### Material for this exercise

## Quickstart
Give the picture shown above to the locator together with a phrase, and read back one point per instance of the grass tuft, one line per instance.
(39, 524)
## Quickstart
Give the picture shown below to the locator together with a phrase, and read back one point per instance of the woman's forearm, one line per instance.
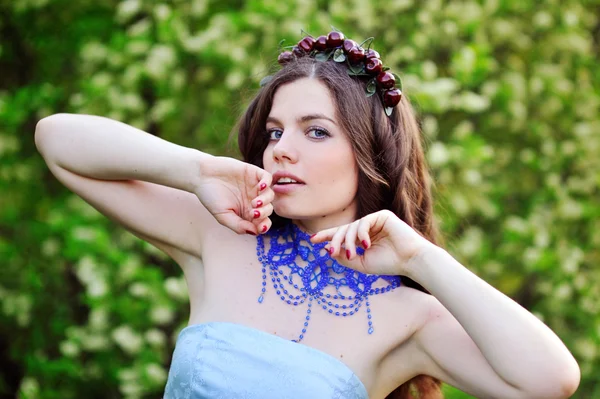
(519, 347)
(105, 149)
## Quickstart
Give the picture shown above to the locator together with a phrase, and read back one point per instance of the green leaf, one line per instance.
(357, 69)
(265, 81)
(370, 40)
(371, 87)
(323, 56)
(339, 56)
(398, 81)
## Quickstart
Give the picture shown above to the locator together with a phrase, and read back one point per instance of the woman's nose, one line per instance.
(285, 149)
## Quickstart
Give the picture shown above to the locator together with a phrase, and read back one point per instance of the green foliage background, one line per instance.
(508, 95)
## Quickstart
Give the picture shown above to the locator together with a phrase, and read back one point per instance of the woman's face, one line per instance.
(307, 141)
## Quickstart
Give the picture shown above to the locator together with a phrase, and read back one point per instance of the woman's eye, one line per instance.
(318, 133)
(275, 134)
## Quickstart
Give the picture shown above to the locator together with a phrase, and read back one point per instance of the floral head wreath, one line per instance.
(361, 62)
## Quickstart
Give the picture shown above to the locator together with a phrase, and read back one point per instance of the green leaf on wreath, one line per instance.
(398, 81)
(338, 55)
(265, 81)
(371, 87)
(322, 56)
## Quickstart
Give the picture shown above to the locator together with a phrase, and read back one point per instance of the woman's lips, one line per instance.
(286, 188)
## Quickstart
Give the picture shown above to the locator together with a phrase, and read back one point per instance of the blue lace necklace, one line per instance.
(321, 271)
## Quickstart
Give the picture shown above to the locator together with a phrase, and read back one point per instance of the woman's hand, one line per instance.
(237, 194)
(388, 241)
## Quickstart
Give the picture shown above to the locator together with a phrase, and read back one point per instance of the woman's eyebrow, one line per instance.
(303, 119)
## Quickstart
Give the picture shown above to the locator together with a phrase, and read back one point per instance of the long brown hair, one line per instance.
(392, 170)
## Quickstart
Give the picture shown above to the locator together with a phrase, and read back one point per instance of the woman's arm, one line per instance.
(168, 195)
(517, 347)
(471, 336)
(102, 148)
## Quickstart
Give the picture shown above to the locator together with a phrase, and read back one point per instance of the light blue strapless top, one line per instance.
(230, 361)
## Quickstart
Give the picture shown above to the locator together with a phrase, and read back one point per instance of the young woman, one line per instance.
(312, 266)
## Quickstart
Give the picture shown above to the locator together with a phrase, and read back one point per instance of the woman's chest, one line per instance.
(357, 330)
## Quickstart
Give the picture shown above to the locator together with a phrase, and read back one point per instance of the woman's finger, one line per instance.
(350, 240)
(264, 180)
(264, 225)
(335, 244)
(363, 232)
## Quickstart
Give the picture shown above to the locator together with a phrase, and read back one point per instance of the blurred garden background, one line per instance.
(508, 93)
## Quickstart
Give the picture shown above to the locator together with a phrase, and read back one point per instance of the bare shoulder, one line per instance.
(408, 311)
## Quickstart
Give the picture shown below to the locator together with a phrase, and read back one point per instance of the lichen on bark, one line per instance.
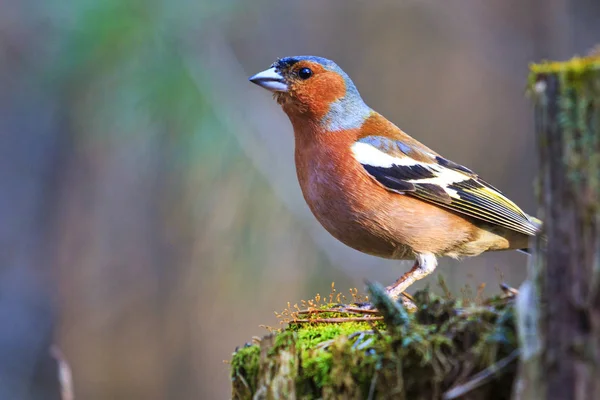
(416, 355)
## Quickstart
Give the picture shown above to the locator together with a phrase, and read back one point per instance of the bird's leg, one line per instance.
(424, 265)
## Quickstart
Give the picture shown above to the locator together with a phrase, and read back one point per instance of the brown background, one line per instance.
(149, 211)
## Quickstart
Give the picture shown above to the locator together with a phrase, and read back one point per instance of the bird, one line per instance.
(378, 190)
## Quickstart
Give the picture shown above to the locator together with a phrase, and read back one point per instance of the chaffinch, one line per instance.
(377, 189)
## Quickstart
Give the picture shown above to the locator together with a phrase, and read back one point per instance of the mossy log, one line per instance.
(559, 305)
(445, 347)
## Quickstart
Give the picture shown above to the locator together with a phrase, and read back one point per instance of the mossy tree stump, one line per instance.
(559, 305)
(444, 347)
(451, 350)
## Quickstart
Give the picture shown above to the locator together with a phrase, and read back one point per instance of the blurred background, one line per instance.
(150, 217)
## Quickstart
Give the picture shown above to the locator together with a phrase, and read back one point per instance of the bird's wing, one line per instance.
(437, 180)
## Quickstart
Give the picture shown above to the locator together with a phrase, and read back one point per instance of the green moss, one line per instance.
(416, 356)
(244, 368)
(576, 66)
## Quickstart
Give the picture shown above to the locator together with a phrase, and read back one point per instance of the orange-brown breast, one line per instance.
(365, 216)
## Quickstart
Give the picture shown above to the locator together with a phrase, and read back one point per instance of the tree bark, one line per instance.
(559, 305)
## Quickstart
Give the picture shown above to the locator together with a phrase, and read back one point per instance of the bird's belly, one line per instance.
(344, 217)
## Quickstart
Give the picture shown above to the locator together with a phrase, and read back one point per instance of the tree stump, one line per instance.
(446, 349)
(559, 304)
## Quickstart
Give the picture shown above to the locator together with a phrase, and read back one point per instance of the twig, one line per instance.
(335, 320)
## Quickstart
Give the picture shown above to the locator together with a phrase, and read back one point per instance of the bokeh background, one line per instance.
(150, 218)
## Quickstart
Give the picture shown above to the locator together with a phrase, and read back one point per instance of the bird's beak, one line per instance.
(271, 80)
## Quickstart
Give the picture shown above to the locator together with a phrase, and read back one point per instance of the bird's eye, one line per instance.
(305, 73)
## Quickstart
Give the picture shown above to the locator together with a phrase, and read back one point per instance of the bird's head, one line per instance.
(314, 89)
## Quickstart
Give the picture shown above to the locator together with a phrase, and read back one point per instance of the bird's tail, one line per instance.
(538, 224)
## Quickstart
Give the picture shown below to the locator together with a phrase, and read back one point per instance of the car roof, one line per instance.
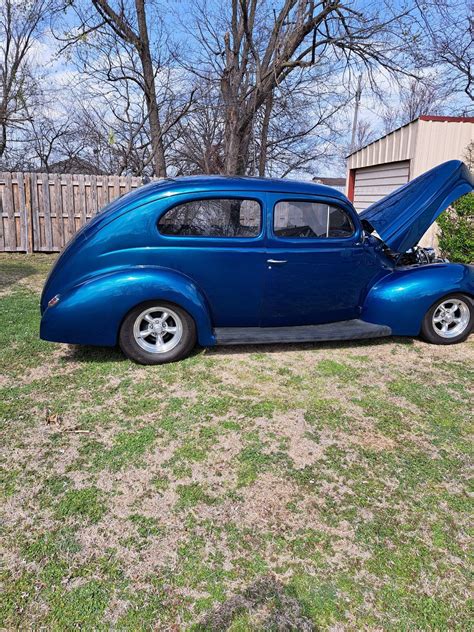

######

_What to do_
List each line of the rows above that contains the word "blue", copying every such line in full.

_Response to the task_
Give the picture shown above to the locator together with a phrase, and read back one point per instance of the blue lace necklace, one line per instance.
Give the picture shown above to the locator together with a phrase, and read back one point per instance of the light blue strapless top, one line per instance.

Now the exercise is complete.